### Task requirements
Only lines containing the word "every" are needed; pull them out of the material.

### Records shown
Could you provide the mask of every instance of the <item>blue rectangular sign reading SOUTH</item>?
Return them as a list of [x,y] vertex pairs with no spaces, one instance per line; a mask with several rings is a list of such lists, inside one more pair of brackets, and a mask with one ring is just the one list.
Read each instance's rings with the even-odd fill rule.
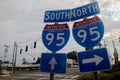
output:
[[44,22],[69,22],[69,21],[70,21],[70,9],[45,12]]

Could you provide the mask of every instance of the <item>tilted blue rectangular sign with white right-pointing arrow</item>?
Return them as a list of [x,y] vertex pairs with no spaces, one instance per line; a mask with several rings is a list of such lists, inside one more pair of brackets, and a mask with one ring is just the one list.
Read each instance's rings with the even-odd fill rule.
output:
[[80,72],[94,72],[110,69],[110,61],[106,48],[79,52],[78,62]]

### Exercise response
Could you provide the mask of every instance of the <item>blue rectangular sign reading SOUTH</item>?
Could you provide the mask of every instance of the <item>tilted blue rectangular sign with white right-pointing arrow</item>?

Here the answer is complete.